▶ [Source extract]

*** Block opens ***

Countries must work to rebuild economies, which have been severely damaged by the COVID-19 pandemic. It is also necessary to look closely at women, especially those working in rural non-farming jobs, in service and industrial sectors, linked to tourism and food preparation. Despite the pandemic, agriculture continued to advance, but unfortunately, all jobs done by women related to tourism, trade, and manufacturing, have been disrupted. 

We know that hunger in the Latin American and Caribbean region is a problem of lack of income, inequality, and poverty. It is not for a lack of food, especially because the region is the main net exporter of food, and produces enough to satisfy the food demand of twice its population. 

Social protection and income transfer programs directed to the most vulnerable populations are fitting examples of public policies at this moment, as well as the strengthening of school feeding programs and public procurement. In addition, I want to emphasize that hunger is not only a challenge for national governments, but also municipal, state, and civil society governments, both in Brazil and throughout our region. 

You cited the strengthening of existing programs, such as school feeding and public procurement. How do you ensure the permanence of these policies? 

It is crucial that civil society takes action and that the political class is aware of the importance of these policies in Brazil and the region. School feeding programs regularly provide food to about 20% of the country’s population and reduce the pressure of food insecurity, which has been observed in the pandemic period. 

In addition, they boost the local economy with public purchases from family farmers around schools, acting against hunger in a cross-sectional way and generating benefits for all involved in this broad chain. I like to say that school feeding is a win-win policy, a “gamechanger”, and a great driver to promote fairer, more sustainable, and resilient food systems. 

What is the impact of this policy today in our region? 

Every school day, Brazil’s 41 million students have access to fresh, healthy, and nutritious food, most of which are purchased from local family farmers. Furthermore, these programs implement food and nutrition education actions, which are especially important to promote healthy and sustainable consumption habits in new generations. In our region, 85 million students are served, and we need to strengthen and consolidate school feeding programmes, as the Brazil-FAO International Cooperation has been doing. 

Governments should encourage the sustainable production, supply, and consumption of nutritious food. Healthy diets must be less costly and more accessible, which can be ensured by supporting family farming. Supporting family farming means generating income for millions of people, promoting local territorial development, reducing rural migration, and ensuring healthy and nutritious food for populations. 

We have another challenge in our region, which is the increase in obesity, because of the consumption of unhealthy food. This problem also affects children, who will be the future’s consumers, and if they are overweight, we will have a generation with non-communicable diseases in the future. Can you talk more about the role of school feeding to face this challenge?  

This is another key point of school feeding. Through the implementation of food and nutrition education actions, school feeding allows students to become aware of the nutritional and environmental impacts of their consumption choices. This is knowledge for life, a knowledge that radiates to their families and their future. 

Therefore, in addition to guaranteeing healthy and nutritious food for students, by connecting the purchase of food to family farming, the school feeding program promotes the income and development of local farmers. It is essential for the transformation of food systems to ensure the construction of short circuits of production and consumption. 

Parallel to this, it is necessary to develop policies capable of promoting changes in consumer behavior that will have results in health, the environment, and various other sectors. Ending hunger and obesity will only be possible if we transform our food systems to provide better nutrition, better production, better environment, and better quality of life, leaving no one behind.

*** Block closes ***

▶ [Data for review]
*** Block opens ***

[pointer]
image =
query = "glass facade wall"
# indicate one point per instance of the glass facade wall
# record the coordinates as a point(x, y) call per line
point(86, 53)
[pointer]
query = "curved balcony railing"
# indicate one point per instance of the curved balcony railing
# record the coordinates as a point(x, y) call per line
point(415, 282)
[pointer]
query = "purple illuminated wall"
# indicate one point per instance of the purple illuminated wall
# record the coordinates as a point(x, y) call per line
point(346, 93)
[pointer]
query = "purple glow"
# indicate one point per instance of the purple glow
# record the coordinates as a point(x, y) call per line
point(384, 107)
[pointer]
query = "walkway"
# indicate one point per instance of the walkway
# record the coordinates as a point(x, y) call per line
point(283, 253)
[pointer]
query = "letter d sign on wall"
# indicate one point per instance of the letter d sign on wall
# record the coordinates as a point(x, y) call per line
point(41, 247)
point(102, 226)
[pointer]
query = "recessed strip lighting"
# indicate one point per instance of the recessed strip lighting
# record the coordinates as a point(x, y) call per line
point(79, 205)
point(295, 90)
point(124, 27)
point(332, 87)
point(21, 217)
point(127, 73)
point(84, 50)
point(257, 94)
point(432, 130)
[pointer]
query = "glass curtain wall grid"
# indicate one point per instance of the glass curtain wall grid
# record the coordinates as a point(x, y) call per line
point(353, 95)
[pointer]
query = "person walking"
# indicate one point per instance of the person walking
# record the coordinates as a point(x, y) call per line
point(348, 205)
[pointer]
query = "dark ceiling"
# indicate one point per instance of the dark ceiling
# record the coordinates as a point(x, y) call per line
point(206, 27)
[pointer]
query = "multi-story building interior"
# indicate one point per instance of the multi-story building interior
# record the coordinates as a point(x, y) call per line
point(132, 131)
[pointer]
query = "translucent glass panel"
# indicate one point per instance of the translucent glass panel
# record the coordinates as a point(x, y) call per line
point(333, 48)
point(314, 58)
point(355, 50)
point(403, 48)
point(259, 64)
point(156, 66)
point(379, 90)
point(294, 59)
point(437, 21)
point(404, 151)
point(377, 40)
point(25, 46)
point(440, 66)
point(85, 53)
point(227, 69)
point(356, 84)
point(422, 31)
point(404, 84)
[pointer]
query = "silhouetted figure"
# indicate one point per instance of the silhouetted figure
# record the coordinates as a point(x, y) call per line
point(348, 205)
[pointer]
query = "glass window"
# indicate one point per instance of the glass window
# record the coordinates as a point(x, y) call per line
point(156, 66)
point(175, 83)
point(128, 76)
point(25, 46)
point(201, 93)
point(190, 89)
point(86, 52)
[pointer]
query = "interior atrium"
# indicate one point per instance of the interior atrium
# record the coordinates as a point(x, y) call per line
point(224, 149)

*** Block closes ***
*** Block opens ***

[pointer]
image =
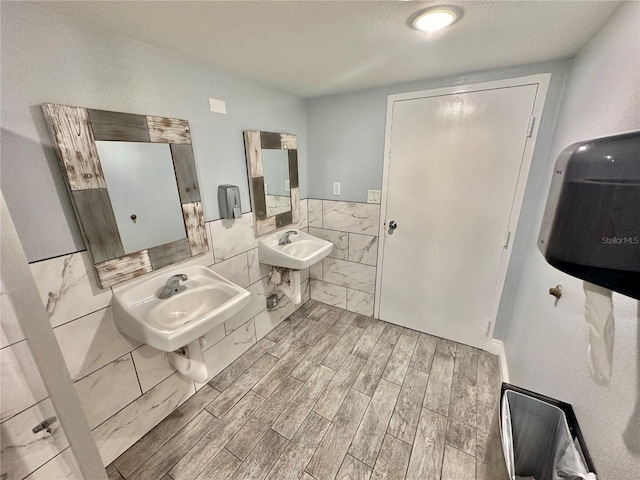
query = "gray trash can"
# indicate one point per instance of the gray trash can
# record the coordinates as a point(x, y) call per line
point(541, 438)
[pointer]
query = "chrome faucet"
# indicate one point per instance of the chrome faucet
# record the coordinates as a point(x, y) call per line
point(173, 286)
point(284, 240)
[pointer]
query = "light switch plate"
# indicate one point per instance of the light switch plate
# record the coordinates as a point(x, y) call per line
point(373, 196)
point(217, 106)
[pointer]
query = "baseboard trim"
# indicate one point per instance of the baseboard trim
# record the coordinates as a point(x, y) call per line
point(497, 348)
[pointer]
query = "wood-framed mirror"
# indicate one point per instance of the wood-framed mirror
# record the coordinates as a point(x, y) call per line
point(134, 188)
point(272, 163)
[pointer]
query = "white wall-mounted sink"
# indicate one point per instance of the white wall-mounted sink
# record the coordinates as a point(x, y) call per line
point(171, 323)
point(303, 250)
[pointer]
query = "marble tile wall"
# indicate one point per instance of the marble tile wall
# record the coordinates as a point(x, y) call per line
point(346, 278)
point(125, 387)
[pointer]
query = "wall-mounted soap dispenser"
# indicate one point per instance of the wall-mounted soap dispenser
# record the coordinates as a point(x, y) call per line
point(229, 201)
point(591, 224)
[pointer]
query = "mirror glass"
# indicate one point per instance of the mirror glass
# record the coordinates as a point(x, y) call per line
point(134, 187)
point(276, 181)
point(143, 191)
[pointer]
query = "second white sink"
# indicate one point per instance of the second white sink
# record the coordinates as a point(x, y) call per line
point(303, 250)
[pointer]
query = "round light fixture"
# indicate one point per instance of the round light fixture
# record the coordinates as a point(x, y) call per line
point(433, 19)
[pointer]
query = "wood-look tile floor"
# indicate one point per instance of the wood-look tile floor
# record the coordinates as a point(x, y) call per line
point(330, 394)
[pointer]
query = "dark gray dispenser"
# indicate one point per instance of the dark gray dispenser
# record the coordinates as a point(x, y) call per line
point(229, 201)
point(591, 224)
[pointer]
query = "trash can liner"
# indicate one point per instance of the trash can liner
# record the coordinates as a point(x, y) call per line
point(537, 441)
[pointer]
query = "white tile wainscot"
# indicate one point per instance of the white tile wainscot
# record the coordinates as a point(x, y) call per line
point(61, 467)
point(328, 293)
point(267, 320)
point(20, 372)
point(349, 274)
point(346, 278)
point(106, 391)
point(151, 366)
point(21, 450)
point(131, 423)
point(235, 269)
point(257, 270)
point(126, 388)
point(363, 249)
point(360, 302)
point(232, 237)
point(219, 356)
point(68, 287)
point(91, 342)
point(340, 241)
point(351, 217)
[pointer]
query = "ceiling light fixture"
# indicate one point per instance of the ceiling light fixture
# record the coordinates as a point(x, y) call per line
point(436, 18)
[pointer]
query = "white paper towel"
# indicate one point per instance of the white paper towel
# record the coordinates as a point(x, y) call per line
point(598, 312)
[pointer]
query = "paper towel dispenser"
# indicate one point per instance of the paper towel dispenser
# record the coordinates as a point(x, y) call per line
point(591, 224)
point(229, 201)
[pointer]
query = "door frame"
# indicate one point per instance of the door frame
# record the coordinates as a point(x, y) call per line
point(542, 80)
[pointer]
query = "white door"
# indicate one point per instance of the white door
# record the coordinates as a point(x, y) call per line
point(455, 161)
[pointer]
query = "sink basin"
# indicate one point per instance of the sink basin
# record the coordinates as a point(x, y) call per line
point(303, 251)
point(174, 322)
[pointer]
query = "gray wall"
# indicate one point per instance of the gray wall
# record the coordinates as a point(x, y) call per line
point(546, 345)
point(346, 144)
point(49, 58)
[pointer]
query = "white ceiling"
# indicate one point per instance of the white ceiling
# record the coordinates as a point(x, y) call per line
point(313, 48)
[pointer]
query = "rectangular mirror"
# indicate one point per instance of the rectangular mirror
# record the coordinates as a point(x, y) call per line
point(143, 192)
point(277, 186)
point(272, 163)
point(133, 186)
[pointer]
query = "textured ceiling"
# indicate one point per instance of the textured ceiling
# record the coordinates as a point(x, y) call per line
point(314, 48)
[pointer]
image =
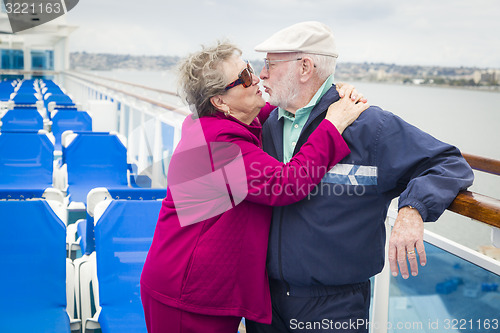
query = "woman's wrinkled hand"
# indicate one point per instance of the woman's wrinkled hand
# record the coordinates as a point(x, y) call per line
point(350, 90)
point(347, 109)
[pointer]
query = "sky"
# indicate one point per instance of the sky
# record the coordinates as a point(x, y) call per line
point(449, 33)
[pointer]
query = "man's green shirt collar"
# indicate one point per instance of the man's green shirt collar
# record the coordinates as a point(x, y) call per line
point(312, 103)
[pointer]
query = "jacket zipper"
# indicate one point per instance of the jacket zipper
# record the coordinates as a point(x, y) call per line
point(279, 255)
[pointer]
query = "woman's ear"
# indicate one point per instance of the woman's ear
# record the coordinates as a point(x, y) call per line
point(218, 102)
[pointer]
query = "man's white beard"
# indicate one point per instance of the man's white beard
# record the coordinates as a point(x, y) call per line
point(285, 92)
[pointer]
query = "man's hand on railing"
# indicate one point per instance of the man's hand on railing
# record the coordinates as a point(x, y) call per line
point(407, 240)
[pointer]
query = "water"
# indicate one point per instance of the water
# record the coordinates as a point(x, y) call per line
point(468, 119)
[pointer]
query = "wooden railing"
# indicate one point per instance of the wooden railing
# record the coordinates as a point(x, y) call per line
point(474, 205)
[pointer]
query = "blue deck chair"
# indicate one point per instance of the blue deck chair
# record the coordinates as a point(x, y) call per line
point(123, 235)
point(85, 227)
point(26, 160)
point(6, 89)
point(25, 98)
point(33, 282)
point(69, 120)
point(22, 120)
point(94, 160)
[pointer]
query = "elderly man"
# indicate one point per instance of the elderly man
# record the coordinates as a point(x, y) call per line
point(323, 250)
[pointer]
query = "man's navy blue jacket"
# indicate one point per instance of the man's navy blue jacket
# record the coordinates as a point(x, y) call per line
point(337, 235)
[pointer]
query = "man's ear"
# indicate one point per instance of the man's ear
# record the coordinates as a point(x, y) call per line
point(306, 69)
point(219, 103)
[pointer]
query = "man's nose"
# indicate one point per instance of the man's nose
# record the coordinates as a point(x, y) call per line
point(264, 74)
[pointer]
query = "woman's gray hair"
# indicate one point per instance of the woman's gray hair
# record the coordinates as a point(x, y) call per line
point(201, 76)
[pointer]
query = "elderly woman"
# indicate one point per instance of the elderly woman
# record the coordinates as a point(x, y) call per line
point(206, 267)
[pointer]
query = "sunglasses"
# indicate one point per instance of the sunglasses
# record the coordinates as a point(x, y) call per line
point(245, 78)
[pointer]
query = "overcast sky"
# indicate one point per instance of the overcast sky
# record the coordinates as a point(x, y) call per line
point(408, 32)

*** Block closes ***

▶ [Requirement] Render this sentence from the interview on hunger and school feeding into Spanish: "Governments should encourage the sustainable production, supply, and consumption of nutritious food." The records have no connection to the text.

▶ [Answer to the problem] Los gobiernos deberían fomentar la producción, el suministro y el consumo sostenibles de alimentos nutritivos.